Go over the data and keep only the lines that include "rough".

- - - -

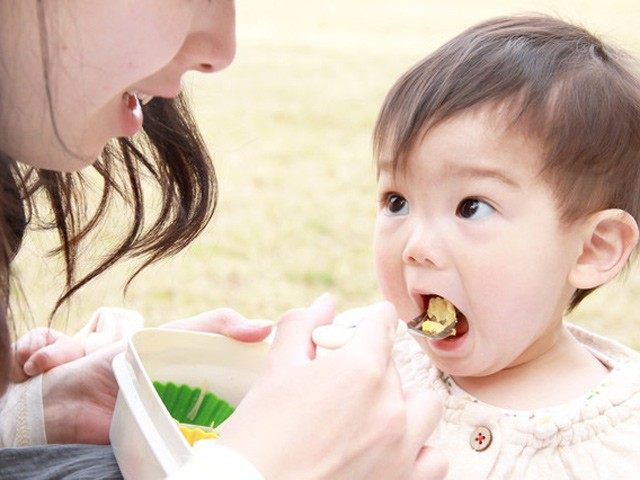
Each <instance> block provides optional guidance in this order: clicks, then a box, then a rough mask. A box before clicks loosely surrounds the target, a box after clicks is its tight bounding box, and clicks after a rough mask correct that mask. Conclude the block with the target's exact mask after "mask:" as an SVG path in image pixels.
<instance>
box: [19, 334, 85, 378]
mask: <svg viewBox="0 0 640 480" xmlns="http://www.w3.org/2000/svg"><path fill="white" fill-rule="evenodd" d="M52 332H53V331H52ZM46 339H47V340H46V342H48V343H46V344H44V345H43V346H41V347H40V348H39V349H35V350H34V349H31V351H30V354H29V355H28V356H26V353H27V352H28V349H27V350H24V351H23V355H22V356H21V360H20V361H16V364H15V370H14V379H13V381H23V380H26V379H27V378H29V377H33V376H35V375H38V374H40V373H43V372H46V371H48V370H51V369H52V368H55V367H57V366H59V365H62V364H64V363H68V362H71V361H73V360H76V359H78V358H80V357H82V356H84V354H85V352H84V346H83V345H82V344H81V343H79V342H78V341H76V340H74V339H73V338H72V337H69V336H68V335H64V334H61V333H60V332H56V333H55V335H49V336H47V337H46ZM32 346H34V345H32Z"/></svg>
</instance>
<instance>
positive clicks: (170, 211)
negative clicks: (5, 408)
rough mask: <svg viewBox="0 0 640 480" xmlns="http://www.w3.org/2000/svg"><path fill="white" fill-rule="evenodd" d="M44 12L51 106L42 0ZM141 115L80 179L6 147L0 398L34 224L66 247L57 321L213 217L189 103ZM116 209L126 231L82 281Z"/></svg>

- - - -

**OUTPUT BELOW**
Each <instance> block provides optional guidance in this order: clicks, then a box, then a rough mask. A box before clicks loosely surrounds the target, a box after clicks is its tight bounding box, and clicks after a rough mask correct that mask. Conclude the block with the target's exact mask after "mask:" as an SVG path in image pixels.
rough mask: <svg viewBox="0 0 640 480" xmlns="http://www.w3.org/2000/svg"><path fill="white" fill-rule="evenodd" d="M44 12L51 106L42 0ZM141 115L80 179L6 147L0 398L34 224L66 247L57 321L213 217L189 103ZM116 209L126 231L82 281Z"/></svg>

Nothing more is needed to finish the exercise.